**** Information supplied
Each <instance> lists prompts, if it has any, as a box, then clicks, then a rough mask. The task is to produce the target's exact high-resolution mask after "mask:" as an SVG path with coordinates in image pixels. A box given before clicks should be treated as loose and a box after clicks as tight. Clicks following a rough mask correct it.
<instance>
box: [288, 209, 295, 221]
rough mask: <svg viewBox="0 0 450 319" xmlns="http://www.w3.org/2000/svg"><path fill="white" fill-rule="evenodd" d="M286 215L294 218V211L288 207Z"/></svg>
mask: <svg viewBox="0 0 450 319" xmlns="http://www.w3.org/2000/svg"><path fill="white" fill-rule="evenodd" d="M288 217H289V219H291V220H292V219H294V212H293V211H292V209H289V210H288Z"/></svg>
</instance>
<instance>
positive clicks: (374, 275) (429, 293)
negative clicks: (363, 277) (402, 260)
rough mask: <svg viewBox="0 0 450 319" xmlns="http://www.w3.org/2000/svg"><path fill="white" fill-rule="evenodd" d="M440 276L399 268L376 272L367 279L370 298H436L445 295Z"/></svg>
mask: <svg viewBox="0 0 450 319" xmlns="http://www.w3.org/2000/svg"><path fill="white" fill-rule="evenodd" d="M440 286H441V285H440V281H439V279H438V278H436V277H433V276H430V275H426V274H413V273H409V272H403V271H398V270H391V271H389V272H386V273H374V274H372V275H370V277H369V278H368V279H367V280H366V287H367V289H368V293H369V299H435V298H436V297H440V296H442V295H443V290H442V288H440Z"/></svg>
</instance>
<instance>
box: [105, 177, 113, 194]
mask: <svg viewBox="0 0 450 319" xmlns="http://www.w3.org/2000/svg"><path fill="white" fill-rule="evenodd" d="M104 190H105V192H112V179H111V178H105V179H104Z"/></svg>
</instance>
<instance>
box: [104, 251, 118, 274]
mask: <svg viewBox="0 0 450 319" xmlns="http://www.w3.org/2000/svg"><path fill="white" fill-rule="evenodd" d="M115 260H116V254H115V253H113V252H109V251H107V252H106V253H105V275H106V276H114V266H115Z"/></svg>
********
Go through the entries and copy each line holding the string "clicks".

▶ [Output]
Each <instance> lists prompts, if it has any, as a box, then clicks, then a rough mask. The task is to produce the target's exact high-resolution mask after "mask:" as an SVG path with coordinates in image pixels. A box given before clicks should be treated as loose and a box after clicks as tight. Clicks following a rough mask correct it.
positive clicks: (374, 275) (429, 293)
negative clicks: (363, 277) (402, 260)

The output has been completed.